§ **Aufgabe**
Gib aus den Datensätzen unten die Zeilen von der Zeile mit „Please return the segmentation of every instance of the blue“ bis zur Zeile mit „[[[0,157],[0,240],[33,235],[27,192],[17,187],[20,159]]]“ einschließlich beider Zeilen wortgetreu wieder.

(Einträge zur Regionsbeschriftung)
+++
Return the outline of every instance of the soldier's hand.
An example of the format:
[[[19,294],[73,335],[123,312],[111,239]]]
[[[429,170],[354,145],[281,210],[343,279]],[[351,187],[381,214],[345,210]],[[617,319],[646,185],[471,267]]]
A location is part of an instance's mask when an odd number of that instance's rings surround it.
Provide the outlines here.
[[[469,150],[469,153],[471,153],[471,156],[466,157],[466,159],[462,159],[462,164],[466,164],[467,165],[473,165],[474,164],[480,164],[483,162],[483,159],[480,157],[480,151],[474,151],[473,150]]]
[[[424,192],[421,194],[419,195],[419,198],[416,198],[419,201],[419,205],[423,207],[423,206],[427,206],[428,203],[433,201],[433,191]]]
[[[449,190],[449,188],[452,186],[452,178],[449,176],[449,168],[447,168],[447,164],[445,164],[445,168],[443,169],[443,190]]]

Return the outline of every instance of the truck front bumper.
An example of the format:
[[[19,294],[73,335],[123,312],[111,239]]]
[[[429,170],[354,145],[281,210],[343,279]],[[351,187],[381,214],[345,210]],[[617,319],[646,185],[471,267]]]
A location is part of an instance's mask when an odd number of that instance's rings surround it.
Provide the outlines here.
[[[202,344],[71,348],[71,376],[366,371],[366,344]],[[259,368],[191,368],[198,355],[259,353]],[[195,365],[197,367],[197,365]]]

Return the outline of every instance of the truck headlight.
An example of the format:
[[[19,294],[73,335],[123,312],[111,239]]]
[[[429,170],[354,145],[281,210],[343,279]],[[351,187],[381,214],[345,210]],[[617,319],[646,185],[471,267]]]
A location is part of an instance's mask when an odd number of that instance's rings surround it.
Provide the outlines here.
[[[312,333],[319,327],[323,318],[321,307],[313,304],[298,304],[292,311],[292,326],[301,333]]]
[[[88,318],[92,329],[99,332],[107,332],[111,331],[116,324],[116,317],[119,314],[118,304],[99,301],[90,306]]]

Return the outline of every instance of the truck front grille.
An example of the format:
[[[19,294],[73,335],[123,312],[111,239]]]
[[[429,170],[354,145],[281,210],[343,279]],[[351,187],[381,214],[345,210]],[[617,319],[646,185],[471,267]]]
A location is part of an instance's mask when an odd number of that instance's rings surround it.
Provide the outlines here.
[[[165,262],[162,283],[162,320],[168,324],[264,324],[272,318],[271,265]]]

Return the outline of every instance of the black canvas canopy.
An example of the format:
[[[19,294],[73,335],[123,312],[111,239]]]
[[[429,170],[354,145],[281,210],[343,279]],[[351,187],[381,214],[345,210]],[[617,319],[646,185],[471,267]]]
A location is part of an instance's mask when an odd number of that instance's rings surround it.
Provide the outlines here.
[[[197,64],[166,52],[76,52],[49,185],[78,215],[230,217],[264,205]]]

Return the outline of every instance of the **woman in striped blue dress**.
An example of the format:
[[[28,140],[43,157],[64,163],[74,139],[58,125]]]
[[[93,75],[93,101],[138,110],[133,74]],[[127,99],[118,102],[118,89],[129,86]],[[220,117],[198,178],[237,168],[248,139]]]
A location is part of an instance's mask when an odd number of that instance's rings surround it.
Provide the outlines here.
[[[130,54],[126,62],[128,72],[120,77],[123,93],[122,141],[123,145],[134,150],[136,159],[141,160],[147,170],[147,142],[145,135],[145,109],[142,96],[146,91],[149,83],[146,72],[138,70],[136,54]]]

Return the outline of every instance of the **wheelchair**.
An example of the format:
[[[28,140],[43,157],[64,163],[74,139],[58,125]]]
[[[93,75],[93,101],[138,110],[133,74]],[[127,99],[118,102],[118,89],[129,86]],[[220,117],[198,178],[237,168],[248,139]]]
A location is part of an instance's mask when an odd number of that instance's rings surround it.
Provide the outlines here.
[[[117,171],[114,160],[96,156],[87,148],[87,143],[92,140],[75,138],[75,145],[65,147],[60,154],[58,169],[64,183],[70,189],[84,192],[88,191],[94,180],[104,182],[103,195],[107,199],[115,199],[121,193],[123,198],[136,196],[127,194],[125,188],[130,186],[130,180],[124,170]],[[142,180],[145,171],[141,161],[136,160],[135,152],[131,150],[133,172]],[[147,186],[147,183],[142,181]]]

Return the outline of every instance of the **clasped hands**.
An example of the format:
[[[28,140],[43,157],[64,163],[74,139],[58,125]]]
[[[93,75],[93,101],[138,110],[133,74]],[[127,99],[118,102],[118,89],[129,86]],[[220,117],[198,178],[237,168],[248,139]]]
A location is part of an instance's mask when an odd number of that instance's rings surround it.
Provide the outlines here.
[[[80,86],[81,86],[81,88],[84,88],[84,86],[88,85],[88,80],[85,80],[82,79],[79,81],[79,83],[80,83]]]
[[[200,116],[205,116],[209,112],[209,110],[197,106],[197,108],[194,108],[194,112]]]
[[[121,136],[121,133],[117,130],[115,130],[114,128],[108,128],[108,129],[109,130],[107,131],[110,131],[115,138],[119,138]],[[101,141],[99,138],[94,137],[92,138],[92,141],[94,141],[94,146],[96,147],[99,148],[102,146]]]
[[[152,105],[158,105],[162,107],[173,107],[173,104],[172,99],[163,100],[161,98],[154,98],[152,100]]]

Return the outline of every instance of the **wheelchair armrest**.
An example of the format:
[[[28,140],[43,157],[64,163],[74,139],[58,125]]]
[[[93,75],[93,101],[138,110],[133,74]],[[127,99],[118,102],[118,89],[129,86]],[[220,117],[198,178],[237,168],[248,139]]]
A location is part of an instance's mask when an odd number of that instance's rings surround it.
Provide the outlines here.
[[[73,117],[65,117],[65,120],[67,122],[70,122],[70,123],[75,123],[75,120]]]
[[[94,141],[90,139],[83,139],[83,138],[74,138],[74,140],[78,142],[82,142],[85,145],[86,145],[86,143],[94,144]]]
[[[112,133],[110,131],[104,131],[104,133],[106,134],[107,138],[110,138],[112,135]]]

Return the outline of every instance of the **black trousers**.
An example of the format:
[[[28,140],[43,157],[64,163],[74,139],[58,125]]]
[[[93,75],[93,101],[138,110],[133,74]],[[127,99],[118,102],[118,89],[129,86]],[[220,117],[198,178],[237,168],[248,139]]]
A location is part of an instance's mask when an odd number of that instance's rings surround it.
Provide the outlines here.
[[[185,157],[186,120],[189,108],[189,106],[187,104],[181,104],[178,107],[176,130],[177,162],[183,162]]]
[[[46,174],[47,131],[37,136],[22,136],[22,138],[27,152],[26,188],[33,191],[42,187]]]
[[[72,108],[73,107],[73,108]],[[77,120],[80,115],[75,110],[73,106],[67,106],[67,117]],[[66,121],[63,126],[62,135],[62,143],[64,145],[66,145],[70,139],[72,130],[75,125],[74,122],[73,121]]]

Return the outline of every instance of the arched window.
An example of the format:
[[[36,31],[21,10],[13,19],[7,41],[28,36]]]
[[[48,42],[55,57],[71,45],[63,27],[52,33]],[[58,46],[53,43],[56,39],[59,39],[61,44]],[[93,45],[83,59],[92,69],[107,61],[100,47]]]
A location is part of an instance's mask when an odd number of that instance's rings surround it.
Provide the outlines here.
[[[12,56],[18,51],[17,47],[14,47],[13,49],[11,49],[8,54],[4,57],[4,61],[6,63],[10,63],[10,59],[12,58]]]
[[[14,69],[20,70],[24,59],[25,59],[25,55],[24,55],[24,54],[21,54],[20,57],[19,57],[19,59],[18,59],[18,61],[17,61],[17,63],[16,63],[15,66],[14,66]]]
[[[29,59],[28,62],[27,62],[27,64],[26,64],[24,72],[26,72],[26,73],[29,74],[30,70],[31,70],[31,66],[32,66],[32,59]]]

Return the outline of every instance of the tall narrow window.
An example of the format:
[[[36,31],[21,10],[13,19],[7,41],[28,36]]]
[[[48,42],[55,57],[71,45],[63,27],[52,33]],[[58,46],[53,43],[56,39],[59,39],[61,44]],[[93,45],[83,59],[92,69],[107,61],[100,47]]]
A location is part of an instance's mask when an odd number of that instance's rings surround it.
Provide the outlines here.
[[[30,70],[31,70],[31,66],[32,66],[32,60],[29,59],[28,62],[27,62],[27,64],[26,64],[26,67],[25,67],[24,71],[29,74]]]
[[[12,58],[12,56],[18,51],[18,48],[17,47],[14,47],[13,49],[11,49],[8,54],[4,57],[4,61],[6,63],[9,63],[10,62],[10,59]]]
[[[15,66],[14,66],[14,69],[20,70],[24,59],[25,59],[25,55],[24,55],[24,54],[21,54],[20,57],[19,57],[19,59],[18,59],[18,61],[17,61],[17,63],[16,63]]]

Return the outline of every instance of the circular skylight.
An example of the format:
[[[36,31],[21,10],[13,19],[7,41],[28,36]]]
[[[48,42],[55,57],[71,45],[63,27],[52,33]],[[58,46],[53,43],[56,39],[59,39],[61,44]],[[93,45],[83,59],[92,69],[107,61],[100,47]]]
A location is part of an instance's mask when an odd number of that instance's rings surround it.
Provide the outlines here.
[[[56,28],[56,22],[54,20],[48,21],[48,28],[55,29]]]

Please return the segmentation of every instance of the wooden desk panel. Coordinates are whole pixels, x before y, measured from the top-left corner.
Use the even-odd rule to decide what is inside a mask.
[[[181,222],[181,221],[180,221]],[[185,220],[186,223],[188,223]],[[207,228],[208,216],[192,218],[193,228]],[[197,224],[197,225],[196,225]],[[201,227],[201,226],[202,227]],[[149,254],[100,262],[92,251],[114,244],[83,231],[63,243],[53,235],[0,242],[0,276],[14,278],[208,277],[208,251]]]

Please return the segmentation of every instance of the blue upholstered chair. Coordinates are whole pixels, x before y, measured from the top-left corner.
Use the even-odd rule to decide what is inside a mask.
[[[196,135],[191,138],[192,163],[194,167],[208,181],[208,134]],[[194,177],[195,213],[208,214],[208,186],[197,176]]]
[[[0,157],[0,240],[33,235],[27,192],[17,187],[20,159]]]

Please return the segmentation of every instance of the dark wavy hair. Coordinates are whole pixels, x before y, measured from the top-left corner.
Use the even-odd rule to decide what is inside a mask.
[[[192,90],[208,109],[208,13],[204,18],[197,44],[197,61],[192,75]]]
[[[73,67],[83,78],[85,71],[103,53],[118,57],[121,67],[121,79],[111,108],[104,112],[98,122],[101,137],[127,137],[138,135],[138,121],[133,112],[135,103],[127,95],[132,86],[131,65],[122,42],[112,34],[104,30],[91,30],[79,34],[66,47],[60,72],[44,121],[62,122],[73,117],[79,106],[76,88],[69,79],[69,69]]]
+++
§ **Antwort**
Please return the segmentation of every instance of the blue upholstered chair. Coordinates are whole pixels, x before y, measured from the top-left corner.
Use the even-odd rule to decide what is inside a mask.
[[[196,135],[191,138],[192,163],[194,167],[208,181],[208,134]],[[194,177],[195,213],[208,214],[208,186],[197,176]]]
[[[0,157],[0,240],[33,235],[27,192],[17,187],[20,159]]]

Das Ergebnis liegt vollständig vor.